══ Texte extrait

Madame Genevard, je ne partage pas votre analyse. J'ai plutôt l'impression que l'amendement du rapporteur général sécurise ce qui existe et évite les jurisprudences. Nous aurons l'occasion d'en reparler dans l'hémicycle.
Monsieur Delaporte, puisque la transmission des informations avec M. Kanner n'est pas très au point, je vais vous lire le courrier que je lui ai adressé, comme je m'y étais engagé, ainsi qu'à l'ensemble des présidents de groupe du Sénat.
« Le Sénat a adopté, lors de la séance publique consacrée à l'examen du projet de loi “ Contrôler l'immigration, améliorer l'intégration ”, des dispositions nouvelles relatives au titre de séjour étranger délivré à l'étranger qui se prévaut de son état de santé.
En l'état actuel du droit, tout étranger, résidant habituellement en France, dont l'état de santé nécessite une prise en charge médicale dont le défaut pourrait entraîner des conséquences d'une exceptionnelle gravité et qui ne peut bénéficier effectivement d'un traitement approprié dans son pays d'origine, se voit délivrer un titre de séjour pour soins. L'Office français de l'immigration et de l'intégration (OFII) est chargé de rendre un avis sur ces trois critères.

════
══ Informations sources

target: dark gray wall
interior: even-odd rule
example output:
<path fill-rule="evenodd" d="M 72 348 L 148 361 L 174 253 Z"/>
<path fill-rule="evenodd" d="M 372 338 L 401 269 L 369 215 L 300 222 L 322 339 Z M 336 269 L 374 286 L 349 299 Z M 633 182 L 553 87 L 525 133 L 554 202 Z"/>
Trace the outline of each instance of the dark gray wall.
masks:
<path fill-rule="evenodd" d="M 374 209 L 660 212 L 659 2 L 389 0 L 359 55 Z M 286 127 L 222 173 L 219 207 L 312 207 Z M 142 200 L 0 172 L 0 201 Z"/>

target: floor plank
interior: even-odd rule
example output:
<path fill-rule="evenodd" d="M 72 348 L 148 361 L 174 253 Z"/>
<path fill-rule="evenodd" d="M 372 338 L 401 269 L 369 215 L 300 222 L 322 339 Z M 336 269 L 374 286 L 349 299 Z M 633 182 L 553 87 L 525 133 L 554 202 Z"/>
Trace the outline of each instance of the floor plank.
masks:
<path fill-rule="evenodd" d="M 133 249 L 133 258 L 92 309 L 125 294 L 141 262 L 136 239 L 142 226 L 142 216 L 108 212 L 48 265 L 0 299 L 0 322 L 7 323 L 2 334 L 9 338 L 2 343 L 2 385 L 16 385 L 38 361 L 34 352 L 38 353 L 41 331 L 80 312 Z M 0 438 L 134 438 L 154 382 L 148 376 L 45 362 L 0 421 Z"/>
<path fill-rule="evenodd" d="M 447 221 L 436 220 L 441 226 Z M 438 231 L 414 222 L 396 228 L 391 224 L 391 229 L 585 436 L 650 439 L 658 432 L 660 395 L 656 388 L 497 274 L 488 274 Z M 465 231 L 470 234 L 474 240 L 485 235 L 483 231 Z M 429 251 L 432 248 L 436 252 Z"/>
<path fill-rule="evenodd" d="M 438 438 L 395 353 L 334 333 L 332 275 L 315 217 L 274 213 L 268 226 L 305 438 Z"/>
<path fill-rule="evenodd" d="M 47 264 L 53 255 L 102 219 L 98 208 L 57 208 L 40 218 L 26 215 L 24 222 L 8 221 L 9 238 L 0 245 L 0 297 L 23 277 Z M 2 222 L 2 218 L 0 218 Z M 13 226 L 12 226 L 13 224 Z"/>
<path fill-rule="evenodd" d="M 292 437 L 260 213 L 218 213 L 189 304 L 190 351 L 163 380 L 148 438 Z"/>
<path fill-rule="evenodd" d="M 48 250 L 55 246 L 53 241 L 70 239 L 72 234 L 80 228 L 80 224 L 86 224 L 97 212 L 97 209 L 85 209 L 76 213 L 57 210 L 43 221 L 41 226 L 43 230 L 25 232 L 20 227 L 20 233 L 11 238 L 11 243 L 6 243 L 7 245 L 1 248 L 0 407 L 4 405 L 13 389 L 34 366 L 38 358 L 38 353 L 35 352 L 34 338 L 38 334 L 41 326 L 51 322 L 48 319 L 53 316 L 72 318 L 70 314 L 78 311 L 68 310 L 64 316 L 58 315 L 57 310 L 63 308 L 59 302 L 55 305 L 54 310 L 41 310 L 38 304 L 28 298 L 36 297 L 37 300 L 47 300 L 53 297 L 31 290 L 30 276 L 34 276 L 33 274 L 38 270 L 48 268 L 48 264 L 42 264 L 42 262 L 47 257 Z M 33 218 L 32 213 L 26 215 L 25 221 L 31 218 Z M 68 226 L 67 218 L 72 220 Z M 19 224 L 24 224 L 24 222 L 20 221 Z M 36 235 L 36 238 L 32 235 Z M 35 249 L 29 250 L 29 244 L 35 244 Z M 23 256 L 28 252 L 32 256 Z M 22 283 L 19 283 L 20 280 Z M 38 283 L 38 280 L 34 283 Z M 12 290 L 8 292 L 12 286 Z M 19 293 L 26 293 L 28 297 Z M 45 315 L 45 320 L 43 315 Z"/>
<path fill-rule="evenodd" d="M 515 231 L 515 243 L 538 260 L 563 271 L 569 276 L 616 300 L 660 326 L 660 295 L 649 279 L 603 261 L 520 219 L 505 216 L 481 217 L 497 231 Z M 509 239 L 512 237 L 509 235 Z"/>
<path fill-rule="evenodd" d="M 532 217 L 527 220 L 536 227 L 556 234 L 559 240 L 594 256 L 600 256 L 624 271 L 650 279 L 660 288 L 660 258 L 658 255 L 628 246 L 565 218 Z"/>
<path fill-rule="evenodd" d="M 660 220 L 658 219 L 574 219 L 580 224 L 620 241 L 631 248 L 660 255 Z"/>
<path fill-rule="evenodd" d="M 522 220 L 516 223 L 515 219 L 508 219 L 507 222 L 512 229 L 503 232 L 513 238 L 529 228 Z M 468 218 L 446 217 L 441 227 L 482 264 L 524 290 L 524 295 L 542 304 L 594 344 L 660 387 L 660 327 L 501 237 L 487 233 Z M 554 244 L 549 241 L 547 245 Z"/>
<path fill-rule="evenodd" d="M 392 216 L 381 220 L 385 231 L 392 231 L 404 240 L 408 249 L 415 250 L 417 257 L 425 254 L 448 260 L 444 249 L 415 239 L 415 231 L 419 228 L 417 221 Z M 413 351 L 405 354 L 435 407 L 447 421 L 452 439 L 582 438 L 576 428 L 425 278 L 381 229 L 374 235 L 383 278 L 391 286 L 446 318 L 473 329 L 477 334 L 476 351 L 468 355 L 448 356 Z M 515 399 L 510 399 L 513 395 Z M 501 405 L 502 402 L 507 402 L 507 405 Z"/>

════

# Votre tâche
D'après le texte extrait, quel organisme rend un avis sur les trois critères du titre de séjour pour soins ?

# Résultat de l'exercice
L'Office français de l'immigration et de l'intégration (OFII).